* **Rows from a dataset**:

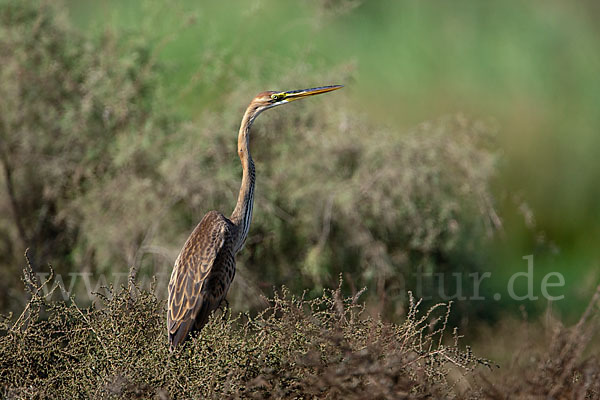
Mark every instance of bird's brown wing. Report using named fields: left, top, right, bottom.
left=167, top=211, right=231, bottom=348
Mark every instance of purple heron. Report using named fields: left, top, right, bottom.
left=167, top=85, right=342, bottom=351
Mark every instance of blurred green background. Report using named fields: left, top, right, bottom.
left=0, top=0, right=600, bottom=328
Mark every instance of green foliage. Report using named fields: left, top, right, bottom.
left=0, top=1, right=170, bottom=307
left=0, top=1, right=499, bottom=318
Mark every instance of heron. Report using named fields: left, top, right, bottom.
left=167, top=85, right=343, bottom=351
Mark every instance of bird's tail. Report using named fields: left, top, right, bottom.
left=169, top=301, right=212, bottom=351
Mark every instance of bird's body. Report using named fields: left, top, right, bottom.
left=167, top=86, right=341, bottom=350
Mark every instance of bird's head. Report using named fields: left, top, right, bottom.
left=251, top=85, right=343, bottom=114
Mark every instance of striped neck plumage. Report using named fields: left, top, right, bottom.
left=231, top=105, right=260, bottom=252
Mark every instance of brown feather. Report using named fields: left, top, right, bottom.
left=167, top=211, right=235, bottom=349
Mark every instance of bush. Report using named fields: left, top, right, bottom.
left=0, top=264, right=494, bottom=398
left=0, top=269, right=600, bottom=399
left=0, top=0, right=500, bottom=316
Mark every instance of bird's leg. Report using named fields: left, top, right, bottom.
left=218, top=298, right=229, bottom=319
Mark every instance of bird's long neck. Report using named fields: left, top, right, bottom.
left=230, top=105, right=259, bottom=252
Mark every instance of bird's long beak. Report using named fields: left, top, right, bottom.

* **WHAT TO PRODUCE**:
Please turn all the items above into a numbered list, one line per entry, skipping any blank lines. Leave the pictures out of your answer.

* **COMPLETE OUTPUT**:
1. Mark every instance of bird's brown wing. Report using named fields: left, top, right, bottom.
2. left=167, top=211, right=231, bottom=348
3. Mark every instance of purple heron. Report using named fields: left, top, right, bottom.
4. left=167, top=85, right=342, bottom=351
5. Mark every instance of blurred green background. Report using named fields: left, top, right, bottom.
6. left=0, top=0, right=600, bottom=328
7. Mark every instance of green foliage. Report using named fields: left, top, right, bottom.
8. left=0, top=1, right=170, bottom=307
9. left=0, top=1, right=499, bottom=318
10. Mark every instance of heron. Report using named fields: left, top, right, bottom.
11. left=167, top=85, right=343, bottom=351
12. Mark every instance of bird's tail. Report using named fields: left, top, right, bottom.
13. left=169, top=301, right=212, bottom=351
14. Mark every instance of bird's body. Report using named fields: left, top, right, bottom.
15. left=167, top=86, right=341, bottom=350
16. Mark every instance of bird's head. Report using named fields: left, top, right, bottom.
17. left=251, top=85, right=343, bottom=114
18. Mark every instance of striped neck plumage. Report using named fields: left, top, right, bottom.
19. left=231, top=105, right=260, bottom=252
20. Mark every instance of brown feather. Report using named fields: left, top, right, bottom.
21. left=167, top=211, right=235, bottom=349
22. Mark every instance of bush. Report using named fields: left, top, right, bottom.
23. left=0, top=264, right=494, bottom=398
24. left=0, top=269, right=600, bottom=399
25. left=0, top=0, right=500, bottom=316
26. Mark every instance of bird's leg. Report using named fields: left, top, right, bottom.
27. left=218, top=298, right=229, bottom=319
28. Mark every instance of bird's long neck. Report using named fields: left, top, right, bottom.
29. left=230, top=105, right=259, bottom=252
30. Mark every instance of bird's long beak. Report using named fields: left, top, right, bottom.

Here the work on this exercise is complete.